● **Required tasks**
(1) In two sentences, summarize the piece on tone and civility.
(2) List every description of the article's targets that appears as a separate dash-marked line in the piece on tone and civility.

● **Excerpted passage**
--- Start ---
January 05, 2014


[For much more on these issues, from a broader perspective and in a more serious vein, if you will, see this followup essay: "Tone" Is the Tool of the Oppressor.]

Something familiar,
Something peculiar,
Something for everyone:
A comedy tonight!

Something appealing,
Something appalling,
Something for everyone:
A comedy tonight!

Nothing with kings, nothing with crowns;
Bring on the lovers, liars and clowns!

Old situations,
New complications,
Nothing portentous or polite;
Tragedy tomorrow,
Comedy tonight! -- Stephen Sondheim, "Comedy Tonight," A Funny Thing Happened on the Way to the Forum
I am confident in predicting that, in significant part, 2014 will be The Year of Comedy. It's going to be a goddamn laff riot.

I recently read an article -- one which its author explicitly and painfully self-consciously intends to be super serious, man -- which, in its opening paragraphs, describes the targets of certain of its criticisms in the following terms:

-- "useless" and "moronic"

-- "dragging ... people through the mud"

-- "drowning everything in the noise of acrimony and belligerence"

-- "devolving into crude infighting"

-- "shameful, juvenile, and counter-productive"

Can we agree that such descriptions are, like, not nice? The writer indisputably believes his targets to be stupid, destructive and generally rotten.

Imagine my slack-jawed amazement when, in the midst of this cacophony of calumny, the writer insists -- dude, this is one of his major themes! -- that "tone is important, both for maintaining crucial solidarity within the larger resistance and for disciplining our own thinking against irrational laziness." Oopsie, sorry for my omission: his targets are guilty of "irrational laziness," too. Also not nice!

He really means this stuff about "tone," for he goes on to say: "We are learning lessons and hashing out disputes that will guide future whistleblowers, journalists, and activists for decades to come, and that elevates both criticism and civility as dual imperatives in ensuring a productive debate."

Ah, "civility." Well, maybe not so much for those who are "moronic," "belligerent," "shameful," "juvenile," "lazy" and generally rotten.
--- End ---
● **Stored records**
--- Start ---
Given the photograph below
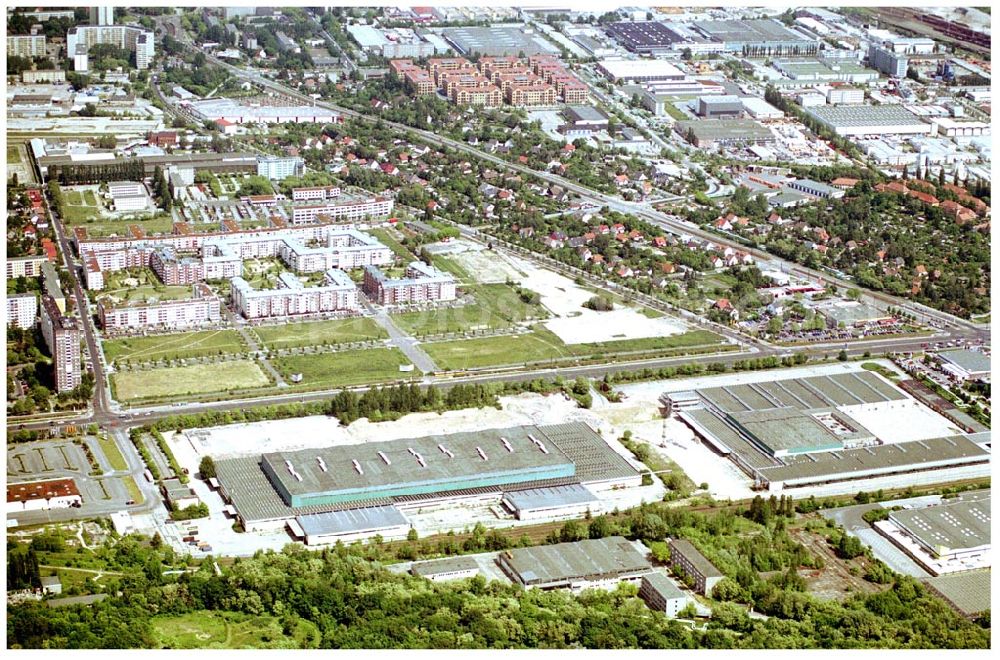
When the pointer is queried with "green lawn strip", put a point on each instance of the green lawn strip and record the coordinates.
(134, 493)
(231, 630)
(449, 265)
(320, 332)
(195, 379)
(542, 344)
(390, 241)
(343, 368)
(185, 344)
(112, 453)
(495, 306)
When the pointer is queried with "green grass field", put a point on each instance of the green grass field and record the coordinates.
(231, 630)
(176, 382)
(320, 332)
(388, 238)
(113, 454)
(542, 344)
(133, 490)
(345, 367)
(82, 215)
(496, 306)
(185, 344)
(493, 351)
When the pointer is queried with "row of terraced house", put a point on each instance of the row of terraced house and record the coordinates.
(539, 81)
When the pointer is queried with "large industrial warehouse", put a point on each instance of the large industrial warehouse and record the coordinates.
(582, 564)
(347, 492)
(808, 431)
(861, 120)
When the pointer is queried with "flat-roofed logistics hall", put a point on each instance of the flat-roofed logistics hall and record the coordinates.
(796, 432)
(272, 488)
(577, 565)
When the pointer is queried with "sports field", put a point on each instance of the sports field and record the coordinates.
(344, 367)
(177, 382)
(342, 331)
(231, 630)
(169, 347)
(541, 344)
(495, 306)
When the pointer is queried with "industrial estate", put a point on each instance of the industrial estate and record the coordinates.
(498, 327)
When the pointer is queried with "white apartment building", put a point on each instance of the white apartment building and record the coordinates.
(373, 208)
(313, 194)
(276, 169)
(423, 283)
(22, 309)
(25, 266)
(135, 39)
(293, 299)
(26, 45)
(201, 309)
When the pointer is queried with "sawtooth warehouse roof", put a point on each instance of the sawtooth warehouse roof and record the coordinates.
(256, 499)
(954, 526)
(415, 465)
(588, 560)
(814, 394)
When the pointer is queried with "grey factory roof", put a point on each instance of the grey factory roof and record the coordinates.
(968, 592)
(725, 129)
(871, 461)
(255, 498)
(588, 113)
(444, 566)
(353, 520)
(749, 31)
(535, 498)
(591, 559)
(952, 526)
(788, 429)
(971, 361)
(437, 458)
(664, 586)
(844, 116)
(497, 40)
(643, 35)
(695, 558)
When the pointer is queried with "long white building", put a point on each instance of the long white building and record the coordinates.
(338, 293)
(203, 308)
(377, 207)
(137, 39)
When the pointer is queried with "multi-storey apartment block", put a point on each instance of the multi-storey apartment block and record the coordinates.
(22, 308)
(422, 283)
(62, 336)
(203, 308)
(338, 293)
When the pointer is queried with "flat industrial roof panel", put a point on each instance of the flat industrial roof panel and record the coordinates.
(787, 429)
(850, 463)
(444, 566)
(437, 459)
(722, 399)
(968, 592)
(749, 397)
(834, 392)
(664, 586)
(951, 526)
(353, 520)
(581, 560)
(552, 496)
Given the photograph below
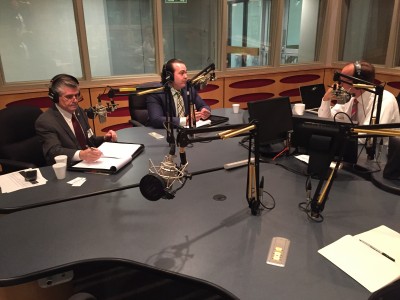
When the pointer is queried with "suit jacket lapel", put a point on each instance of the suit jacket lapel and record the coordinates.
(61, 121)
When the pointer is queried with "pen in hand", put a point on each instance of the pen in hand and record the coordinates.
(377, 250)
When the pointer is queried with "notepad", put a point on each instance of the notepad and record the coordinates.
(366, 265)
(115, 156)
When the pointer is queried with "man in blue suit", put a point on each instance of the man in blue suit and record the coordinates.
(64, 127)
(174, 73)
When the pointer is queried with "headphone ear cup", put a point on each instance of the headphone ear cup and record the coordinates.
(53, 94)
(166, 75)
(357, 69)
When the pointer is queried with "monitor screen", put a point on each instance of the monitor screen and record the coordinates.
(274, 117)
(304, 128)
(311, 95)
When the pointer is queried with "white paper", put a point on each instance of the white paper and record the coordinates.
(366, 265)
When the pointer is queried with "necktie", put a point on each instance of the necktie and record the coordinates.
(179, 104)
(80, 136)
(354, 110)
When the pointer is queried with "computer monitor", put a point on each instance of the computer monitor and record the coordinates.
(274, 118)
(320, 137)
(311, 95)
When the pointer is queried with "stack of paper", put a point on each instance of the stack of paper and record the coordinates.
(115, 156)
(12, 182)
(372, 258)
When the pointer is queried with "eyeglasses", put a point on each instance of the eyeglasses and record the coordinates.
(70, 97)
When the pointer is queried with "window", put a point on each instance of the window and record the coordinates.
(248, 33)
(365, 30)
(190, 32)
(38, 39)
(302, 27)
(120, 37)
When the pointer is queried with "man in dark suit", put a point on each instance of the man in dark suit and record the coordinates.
--- End ---
● **Outputs by task**
(1) The writer predicts that 2014 will be "The Year of Comedy." He then describes an article that calls its targets "useless," "moronic," "shameful," "juvenile," and guilty of "irrational laziness," and ridicules it for also insisting that tone and civility are important.

(2)
- "useless" and "moronic"
- "dragging ... people through the mud"
- "drowning everything in the noise of acrimony and belligerence"
- "devolving into crude infighting"
- "shameful, juvenile, and counter-productive"